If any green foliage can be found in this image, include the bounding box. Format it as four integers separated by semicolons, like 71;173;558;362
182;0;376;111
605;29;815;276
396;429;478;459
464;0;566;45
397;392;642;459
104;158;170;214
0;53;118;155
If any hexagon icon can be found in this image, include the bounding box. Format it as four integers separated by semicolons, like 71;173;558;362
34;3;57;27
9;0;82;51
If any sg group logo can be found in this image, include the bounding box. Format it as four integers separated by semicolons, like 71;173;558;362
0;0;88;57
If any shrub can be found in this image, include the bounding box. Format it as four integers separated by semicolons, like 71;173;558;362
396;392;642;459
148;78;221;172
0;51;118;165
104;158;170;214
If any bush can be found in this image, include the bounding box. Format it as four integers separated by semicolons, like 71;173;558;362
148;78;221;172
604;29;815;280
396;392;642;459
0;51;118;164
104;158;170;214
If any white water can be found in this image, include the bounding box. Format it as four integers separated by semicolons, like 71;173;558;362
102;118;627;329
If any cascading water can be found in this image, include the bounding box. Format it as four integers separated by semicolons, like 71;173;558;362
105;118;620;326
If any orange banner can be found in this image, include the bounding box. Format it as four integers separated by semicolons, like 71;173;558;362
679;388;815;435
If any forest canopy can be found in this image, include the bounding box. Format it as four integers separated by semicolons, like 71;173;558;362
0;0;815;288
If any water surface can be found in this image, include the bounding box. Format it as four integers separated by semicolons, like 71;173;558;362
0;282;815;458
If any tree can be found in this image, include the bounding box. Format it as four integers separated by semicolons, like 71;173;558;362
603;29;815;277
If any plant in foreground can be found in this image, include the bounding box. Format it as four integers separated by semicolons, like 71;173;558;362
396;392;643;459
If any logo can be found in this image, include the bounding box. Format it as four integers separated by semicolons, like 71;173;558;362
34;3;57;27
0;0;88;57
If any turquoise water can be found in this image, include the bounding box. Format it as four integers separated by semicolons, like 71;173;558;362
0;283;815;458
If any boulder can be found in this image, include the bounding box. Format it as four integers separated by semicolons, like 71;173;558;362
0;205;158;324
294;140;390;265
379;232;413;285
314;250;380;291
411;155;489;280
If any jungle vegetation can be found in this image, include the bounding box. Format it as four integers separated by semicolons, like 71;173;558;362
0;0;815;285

— Goal —
Copy all of the records above word for word, with every line kept the same.

— Full solution —
If any green foliage can be found in this image, include the bounding box. Format it as four integers separated by semicolons, like 71;173;558;362
182;0;376;111
605;29;815;276
396;429;478;459
464;0;566;45
397;392;642;459
104;158;170;214
0;53;118;155
If any hexagon icon can be found in this image, include the bounding box. Format it as four integers separated by semicolons, like 71;173;558;362
34;3;57;27
9;0;82;51
If any sg group logo can be found in this image, include the bounding box. Format it as four integers separated by semicolons, like 71;173;558;362
0;0;88;57
If any shrub can be found in this image, include the bounding box. Format it as four integers separated by semicolons, like 71;173;558;362
396;392;642;459
148;78;221;172
0;51;118;165
104;158;170;214
If any bush can be found in this image, include the bounding box. Format it as four integers separated by semicolons, like 71;173;558;362
148;78;221;172
604;29;815;280
396;392;642;459
0;51;118;164
104;158;170;214
If any white water can be found in this image, include the bounding box. Format it as four integers separated by semicolons, like 71;173;558;362
102;118;627;329
If any cascading water can be found in this image, include the bounding box. Format it as four integers separated by semicolons, like 71;173;558;362
105;118;620;326
If any orange banner can be found in this image, include the bounding box. Format it as four integers separated by semicolons, like 71;173;558;362
679;388;815;435
If any forest canopy can be found in this image, include the bounding box. Format it as four integers separated by semicolons, like 71;173;558;362
0;0;815;288
If any water surface can be found in this image, include the bounding box. Format it as four integers separated by semicolons, like 71;173;558;362
0;282;815;458
If any tree can be found in this image, include the bounding box. Format it as four integers separated by semicolons, like 71;173;558;362
603;29;815;277
If any plant in foreground can be found in this image, include the bounding box. Format it as four integers separated by semicolons, like 71;173;558;362
396;392;643;459
If any logo can be found in this image, include the bounding box. Format it as four integers separated by semicolons, like 71;173;558;362
34;3;57;27
0;0;88;57
If any turquoise water can be found in this image, include the bounding box. Format it as four integers separated by semicolons, like 71;173;558;362
0;283;815;458
If any boulder can be found in this image, include the bounding box. Format it as four integers separated by semicolons, like 71;173;558;362
0;205;158;324
294;140;390;265
379;232;413;285
314;250;380;291
411;155;489;280
If any jungle vegetation can be found in this image, include the bounding box. Format it as four integers separated by semicolons, like 71;173;558;362
0;0;815;285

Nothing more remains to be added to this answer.